* [THE PROBLEM]
Of the material below, the lines to be retyped are those from the line containing "written like (558,123)." through the line containing "written like (311,45).", inclusive; reproduce them exactly.

* [EXTRACTED MATERIAL]

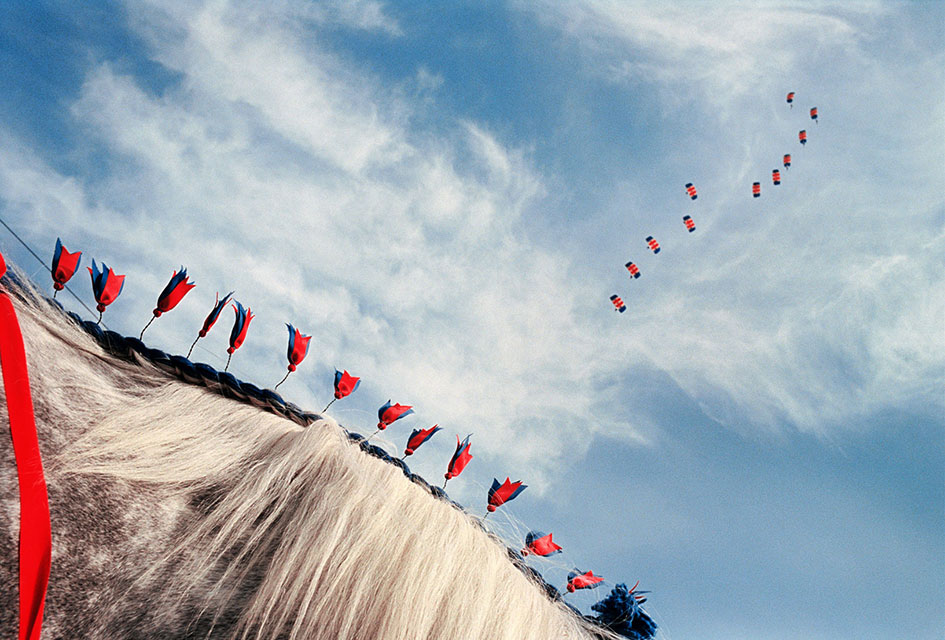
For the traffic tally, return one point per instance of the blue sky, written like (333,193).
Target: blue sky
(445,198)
...
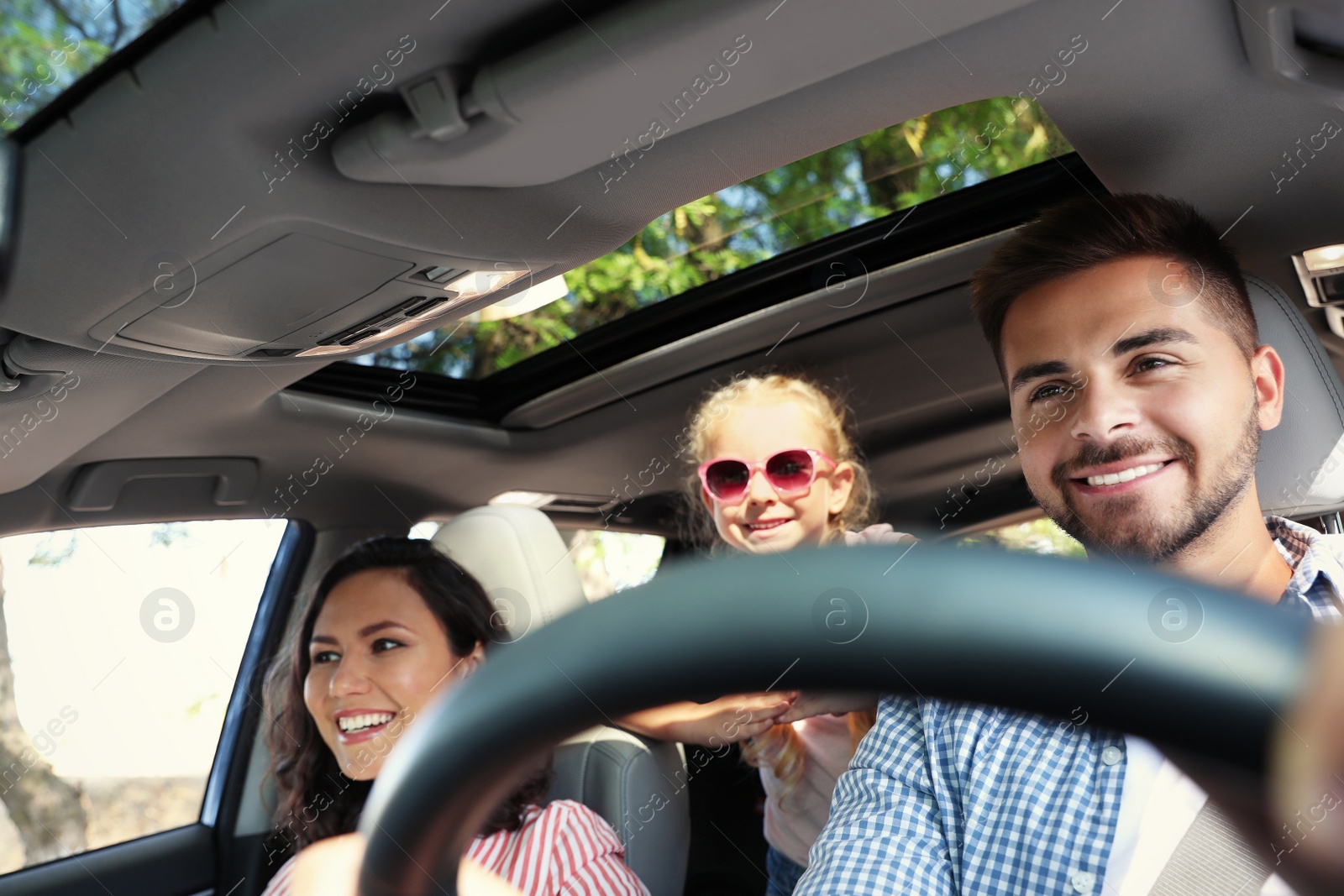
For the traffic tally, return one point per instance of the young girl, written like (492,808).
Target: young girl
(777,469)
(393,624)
==
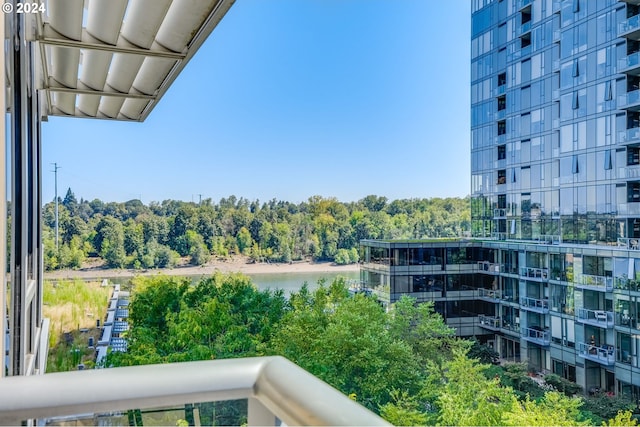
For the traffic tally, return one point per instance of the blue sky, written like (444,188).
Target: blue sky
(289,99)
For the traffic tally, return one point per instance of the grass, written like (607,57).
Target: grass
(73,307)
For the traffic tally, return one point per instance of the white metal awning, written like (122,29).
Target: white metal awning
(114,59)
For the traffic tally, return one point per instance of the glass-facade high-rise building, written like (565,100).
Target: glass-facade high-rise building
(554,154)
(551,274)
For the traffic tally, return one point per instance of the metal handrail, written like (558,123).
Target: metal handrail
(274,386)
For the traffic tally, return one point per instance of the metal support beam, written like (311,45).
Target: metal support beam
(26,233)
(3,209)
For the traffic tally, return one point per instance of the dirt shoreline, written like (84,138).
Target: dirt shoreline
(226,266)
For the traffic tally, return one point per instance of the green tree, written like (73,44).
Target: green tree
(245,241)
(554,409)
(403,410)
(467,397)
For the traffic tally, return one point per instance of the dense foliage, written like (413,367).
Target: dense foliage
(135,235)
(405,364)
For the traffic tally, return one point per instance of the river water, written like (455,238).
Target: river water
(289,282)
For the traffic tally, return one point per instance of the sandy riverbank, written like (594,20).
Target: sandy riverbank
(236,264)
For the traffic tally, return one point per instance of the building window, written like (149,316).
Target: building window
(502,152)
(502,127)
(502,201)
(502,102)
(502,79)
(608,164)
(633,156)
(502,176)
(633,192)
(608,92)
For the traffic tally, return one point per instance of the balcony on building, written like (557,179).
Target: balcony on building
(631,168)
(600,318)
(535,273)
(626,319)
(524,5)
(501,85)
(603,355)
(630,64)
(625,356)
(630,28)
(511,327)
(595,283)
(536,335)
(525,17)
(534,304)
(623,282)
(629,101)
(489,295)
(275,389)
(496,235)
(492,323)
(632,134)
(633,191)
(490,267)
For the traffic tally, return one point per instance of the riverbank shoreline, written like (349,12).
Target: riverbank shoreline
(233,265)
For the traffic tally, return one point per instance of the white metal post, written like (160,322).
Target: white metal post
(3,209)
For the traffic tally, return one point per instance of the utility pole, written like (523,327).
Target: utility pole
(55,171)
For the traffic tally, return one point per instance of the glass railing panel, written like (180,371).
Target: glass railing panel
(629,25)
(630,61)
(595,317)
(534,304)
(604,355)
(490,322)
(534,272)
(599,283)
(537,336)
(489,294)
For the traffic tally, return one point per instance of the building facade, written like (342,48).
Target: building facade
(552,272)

* [WRITTEN SOLUTION]
For the traffic tally, return one point per instance of the metal handrail, written like (558,123).
Target: metal handrail
(274,386)
For the traffic tally, return one point per instance of the metal support beam, written like (311,45).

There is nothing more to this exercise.